* _Text_:
Compression Ratio > 100: This is a potential Zip Bomb. A 500 MB file turning into 500 GB can fill a hard drive instantly. Inspect these files cautiously.
Status “Corrupt/Unreadable”: This implies the container header may be broken and the data inside is likely lost. Request a re-transfer from the depositor.
HasNestedArchives = TRUE: There is extra complexity in properly reviewing a Zip inside a Zip. If the above cautions are clear, then unpack the outer layer and review the inner archive formats directly. Consider discussing with the depositor ways to re-organize or re-package the dataset so that nested archive formats aren’t needed.

8.9 Additional Tools

7-Zip: The open-source standard for handling high-compression archives. It supports almost every format.
Droid (Digital Record Object Identification): A tool from The National Archives (UK) to profile file formats inside archives without full extraction.

* _Information supplied_:
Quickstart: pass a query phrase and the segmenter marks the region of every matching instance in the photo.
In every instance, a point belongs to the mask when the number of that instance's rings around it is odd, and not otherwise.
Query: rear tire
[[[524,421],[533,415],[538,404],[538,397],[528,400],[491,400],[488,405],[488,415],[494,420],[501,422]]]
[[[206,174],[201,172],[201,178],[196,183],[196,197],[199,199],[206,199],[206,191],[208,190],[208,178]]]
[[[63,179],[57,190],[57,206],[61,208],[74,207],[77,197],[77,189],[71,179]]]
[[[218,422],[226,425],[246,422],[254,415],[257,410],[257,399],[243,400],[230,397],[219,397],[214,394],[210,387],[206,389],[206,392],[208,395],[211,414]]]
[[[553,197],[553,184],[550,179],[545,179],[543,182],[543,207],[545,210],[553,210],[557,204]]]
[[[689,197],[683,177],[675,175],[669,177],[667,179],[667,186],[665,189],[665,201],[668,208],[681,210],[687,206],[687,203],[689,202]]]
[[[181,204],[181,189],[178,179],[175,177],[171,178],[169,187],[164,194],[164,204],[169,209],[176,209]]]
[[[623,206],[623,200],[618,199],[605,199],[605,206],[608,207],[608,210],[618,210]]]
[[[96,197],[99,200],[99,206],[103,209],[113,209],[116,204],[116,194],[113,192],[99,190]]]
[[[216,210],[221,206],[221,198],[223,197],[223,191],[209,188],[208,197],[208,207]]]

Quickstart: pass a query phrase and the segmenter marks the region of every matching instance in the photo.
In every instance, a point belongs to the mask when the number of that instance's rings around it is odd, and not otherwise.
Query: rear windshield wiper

...

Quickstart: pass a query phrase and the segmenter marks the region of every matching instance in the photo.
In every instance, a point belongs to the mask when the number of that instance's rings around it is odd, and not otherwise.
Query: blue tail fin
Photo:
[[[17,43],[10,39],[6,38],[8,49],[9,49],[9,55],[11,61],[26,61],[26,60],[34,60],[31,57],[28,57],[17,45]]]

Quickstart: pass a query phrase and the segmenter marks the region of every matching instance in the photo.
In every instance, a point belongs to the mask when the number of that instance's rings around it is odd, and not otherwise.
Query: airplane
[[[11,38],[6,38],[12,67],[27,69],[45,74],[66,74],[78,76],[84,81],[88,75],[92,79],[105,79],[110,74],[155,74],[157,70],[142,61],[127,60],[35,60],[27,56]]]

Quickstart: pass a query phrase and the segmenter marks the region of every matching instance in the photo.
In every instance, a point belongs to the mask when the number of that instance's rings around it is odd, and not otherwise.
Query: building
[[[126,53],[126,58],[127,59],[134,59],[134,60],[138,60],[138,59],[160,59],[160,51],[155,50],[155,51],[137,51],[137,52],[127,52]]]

---

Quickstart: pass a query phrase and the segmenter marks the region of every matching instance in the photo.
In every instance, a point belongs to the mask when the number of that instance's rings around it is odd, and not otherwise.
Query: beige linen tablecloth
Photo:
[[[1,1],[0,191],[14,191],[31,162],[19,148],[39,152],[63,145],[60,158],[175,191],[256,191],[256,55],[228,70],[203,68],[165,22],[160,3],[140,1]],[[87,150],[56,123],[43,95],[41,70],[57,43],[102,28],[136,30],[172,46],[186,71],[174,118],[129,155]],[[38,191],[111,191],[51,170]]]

* _Requirements_:
#1 In the archive-review guidance, what should be requested when a file's status is "Corrupt/Unreadable"?
#2 Copy the archive-review guidance word for word, everything from "HasNestedArchives = TRUE: There" down to "almost every format.".
The material plays no part in these tasks.

* _Complete answers_:
#1 A re-transfer from the depositor.

#2
HasNestedArchives = TRUE: There is extra complexity in properly reviewing a Zip inside a Zip. If the above cautions are clear, then unpack the outer layer and review the inner archive formats directly. Consider discussing with the depositor ways to re-organize or re-package the dataset so that nested archive formats aren’t needed.

8.9 Additional Tools

7-Zip: The open-source standard for handling high-compression archives. It supports almost every format.